● **Compito assegnato A**
Di quale anno è il Regolamento di esecuzione citato nel testo sull'amministrazione penitenziaria?
● **Compito assegnato B**
Elenca tutti i pilastri che, secondo il testo sull'amministrazione penitenziaria, convergono al ridisegno di un nuovo sistema detentivo.
● **Compito assegnato C**
Scrivi il seguito del testo sull'amministrazione penitenziaria, riprendendo dopo la sua ultima frase.

● **Testo fornito**
────────────────────
Ma, il terzo dei tre riferimenti a cui ho
accennato è del tutto interno. Mi riferisco al Regolamento di esecuzione del
2000,
la cui attuazione – e ciò è stato oggetto di una specifica verifica da parte
di Antigone, ma richiederebbe un approfondimento istituzionale – è lontana
dall’essere minimamente soddisfacente.
Il programma penitenziario potrebbe limitarsi
alla sua semplice attuazione, perché questa porta con sé una ridefinizione
di ruoli, compiti, un diverso rapporto con il territorio e, quindi, una
evoluzione delle professionalità e una diversa macchina organizzativa.
Quest’ultimo aspetto apre al terzo pilastro
che, insieme a quello della politica penale e a quello della politica
penitenziaria, converge al ridisegno di un nuovo sistema detentivo.
Il pilastro di un diverso modello di
amministrazione penitenziaria. Un’amministrazione in grado di gestire
situazioni complesse – perché complesso è il mondo della detenzione – in
grado di interloquire con attori istituzionali diversi – dalla magistratura
alle realtà istituzionali locali, senza le quali non si ha politica della
detenzione volta superare il mero contenimento – in grado di far emergere le
professionalità esistenti e di fornire una sistema detentivo corrispondente
a quello che la legge disegna e richiede. Non corrispondente all’utopica
volontà di alcuni, non discendente da diverse impostazioni di filosofia del
diritto. Semplicemente un sistema legale, cioè corrispondente a
quanto normativamente è definito.
Veniamo da un periodo in cui l’Amministrazione
sembra essersi concentrata sul mero evitare danni maggiori, sull’assicurare
più o meno la tenuta del sistema, senza particolari incidenti e senza
toccare gruppi di potere interni via via consolidatisi. Un’amministrazione
che sembra non avere un progetto.
────────────────────
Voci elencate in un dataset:
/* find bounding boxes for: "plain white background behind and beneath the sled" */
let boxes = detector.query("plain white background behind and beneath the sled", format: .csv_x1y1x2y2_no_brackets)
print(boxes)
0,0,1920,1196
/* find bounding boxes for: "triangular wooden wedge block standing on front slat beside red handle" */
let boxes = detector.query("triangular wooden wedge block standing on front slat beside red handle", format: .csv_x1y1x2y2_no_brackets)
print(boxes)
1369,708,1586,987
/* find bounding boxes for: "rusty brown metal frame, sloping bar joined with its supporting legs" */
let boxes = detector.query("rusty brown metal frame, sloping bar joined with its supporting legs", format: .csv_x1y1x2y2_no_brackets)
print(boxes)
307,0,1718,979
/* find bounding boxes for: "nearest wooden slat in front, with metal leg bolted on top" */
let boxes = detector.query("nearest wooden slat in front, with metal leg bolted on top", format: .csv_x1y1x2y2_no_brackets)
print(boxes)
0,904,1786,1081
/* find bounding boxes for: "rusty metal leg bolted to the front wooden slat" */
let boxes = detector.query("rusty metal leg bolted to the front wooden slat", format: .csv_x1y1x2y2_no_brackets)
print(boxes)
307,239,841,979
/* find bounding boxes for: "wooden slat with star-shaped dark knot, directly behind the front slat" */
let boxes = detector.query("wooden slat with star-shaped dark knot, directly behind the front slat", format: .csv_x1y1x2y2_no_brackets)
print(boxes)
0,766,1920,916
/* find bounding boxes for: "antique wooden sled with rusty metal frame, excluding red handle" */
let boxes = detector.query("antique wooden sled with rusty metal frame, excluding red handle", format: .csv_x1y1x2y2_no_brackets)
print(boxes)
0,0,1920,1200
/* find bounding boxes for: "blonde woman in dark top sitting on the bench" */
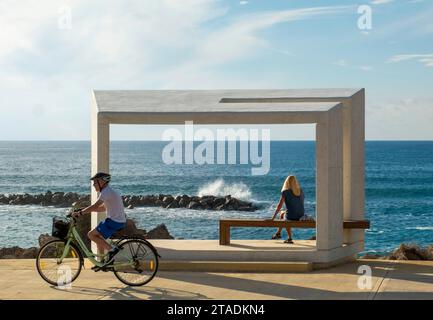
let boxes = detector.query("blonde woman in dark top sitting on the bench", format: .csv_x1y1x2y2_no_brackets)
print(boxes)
272,176,305,243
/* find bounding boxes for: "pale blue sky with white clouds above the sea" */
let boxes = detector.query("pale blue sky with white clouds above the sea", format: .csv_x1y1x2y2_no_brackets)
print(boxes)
0,0,433,140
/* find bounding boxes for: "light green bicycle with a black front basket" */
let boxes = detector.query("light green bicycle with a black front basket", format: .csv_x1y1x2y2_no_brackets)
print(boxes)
36,211,160,286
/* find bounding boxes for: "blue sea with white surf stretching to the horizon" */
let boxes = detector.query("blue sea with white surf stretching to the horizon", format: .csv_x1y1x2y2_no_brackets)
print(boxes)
0,141,433,254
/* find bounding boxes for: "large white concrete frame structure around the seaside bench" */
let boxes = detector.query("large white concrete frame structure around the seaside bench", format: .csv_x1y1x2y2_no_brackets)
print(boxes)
91,89,365,262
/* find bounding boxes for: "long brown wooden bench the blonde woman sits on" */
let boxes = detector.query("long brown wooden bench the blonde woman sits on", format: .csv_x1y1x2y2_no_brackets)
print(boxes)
220,219,370,245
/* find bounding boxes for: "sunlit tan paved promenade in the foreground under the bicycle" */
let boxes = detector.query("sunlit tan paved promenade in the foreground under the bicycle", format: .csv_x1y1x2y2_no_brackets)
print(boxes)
0,260,433,299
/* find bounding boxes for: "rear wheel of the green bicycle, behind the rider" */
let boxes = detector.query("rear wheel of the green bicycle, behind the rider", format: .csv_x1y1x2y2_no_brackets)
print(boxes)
113,239,158,286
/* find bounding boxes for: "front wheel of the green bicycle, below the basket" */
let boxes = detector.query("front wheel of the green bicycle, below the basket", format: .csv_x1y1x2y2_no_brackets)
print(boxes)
36,240,83,286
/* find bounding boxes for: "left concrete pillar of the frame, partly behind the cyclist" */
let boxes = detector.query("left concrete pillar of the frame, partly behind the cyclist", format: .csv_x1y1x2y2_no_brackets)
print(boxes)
90,94,110,253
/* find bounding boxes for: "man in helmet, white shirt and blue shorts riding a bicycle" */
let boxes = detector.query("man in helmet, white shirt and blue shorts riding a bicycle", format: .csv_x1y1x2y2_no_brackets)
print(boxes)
73,172,126,265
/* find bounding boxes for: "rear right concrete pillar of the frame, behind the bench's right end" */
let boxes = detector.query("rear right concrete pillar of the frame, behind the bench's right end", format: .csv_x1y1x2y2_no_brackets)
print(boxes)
344,89,365,243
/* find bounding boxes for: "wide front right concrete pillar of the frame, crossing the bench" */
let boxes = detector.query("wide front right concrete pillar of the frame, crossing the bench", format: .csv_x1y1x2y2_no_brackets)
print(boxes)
316,104,343,250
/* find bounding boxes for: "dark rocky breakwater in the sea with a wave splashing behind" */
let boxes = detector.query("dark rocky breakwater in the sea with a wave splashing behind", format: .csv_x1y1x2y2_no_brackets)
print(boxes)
0,191,258,211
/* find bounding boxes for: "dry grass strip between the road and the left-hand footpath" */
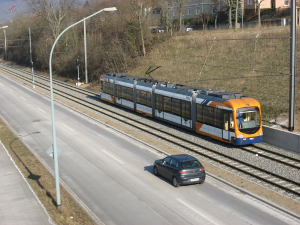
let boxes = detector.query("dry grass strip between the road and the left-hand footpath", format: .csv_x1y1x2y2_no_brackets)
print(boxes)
0,120,94,225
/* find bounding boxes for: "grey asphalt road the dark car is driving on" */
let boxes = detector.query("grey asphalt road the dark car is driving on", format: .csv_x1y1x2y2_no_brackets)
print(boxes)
0,73,299,225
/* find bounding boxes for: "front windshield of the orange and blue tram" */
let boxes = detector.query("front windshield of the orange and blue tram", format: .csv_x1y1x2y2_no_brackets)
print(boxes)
236,107,260,134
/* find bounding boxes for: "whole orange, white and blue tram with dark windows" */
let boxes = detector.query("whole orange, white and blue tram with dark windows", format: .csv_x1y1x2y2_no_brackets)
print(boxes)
100,73,263,145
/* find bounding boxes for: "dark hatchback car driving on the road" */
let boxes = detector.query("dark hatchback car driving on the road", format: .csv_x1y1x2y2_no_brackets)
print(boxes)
153,154,205,187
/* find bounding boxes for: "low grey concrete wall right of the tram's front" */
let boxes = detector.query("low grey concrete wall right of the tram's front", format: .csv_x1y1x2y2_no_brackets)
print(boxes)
263,126,300,153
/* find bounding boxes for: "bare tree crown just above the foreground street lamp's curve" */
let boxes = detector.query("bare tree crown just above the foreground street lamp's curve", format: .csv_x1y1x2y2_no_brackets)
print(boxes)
24,0,76,39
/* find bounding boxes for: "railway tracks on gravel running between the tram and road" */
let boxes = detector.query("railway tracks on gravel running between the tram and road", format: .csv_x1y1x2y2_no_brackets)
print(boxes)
────────────────────
● **Spazio risposta A**
Del 2000.

● **Spazio risposta B**
- La politica penale
- La politica penitenziaria
- Un diverso modello di amministrazione penitenziaria

● **Spazio risposta C**
E’ per questo che la locuzione chiave di una
diversa amministrazione penitenziaria è «recupero di una normalità
progettuale». Ogni amministrazione complessa deve infatti avere un proprio
progetto per rispondere al mandato assegnatogli. Il progetto si sviluppa
nell’assicurazione della legalità di quanto amministrato, nella capacità di
sviluppare nuove linee di attuazione, nell’individuazione delle linee
tendenziali del sistema che amministra, nello studio e nella conseguente
formazione degli operatori, nell’utilizzo al meglio delle proprie risorse
umane e finanziarie, nella capacità manageriale di portare avanti la propria
azione e nella trasparenza. Sono parole che non si addicono all’attuale
situazione, pur in presenza – lo ripeto – di professionalità interne
esistenti, ma non effettivamente utilizzate o potenziate. Il mutamento della
stessa composizione sociale del panorama detentivo sembra a volte trovare
impreparata un’amministrazione che lo insegue cercando di piegare a esso
figure professionali obsolete, cercando di evitare il sorgere di ulteriori
problemi, senza più interrogarsi in positivo sulla propria missione
istituzionale e rinchiudendosi negli spazi di una gestione burocratica. Che
spesso cerca di non vedere, per non mutare consolidate consuetudini.
Il recupero di una normalità progettuale passa
attraverso il recupero della legalità. Ritorna la prima necessità di dare
attuazione al Regolamento così come a leggi a suo tempo approvate, quale
quella sulla sanità penitenziaria. Perché nulla è più disastroso che far
vivere chi non ha recepito il senso della legalità e, quindi, ha commesso
reati, in una situazione di palese non corrispondenza tra quanto
normativamente definito e quanto attuato e vissuto; in una situazione,
dunque, giustamente vissuta come riduttiva dei propri diritti. L’illegalità
concreta a fronte della legalità teorica rafforza la vaghezza delle norme e
la loro non tassatività e certamente non può non incidere in istituzioni il
cui compito è invece proprio quello di ricondurre alla legalità.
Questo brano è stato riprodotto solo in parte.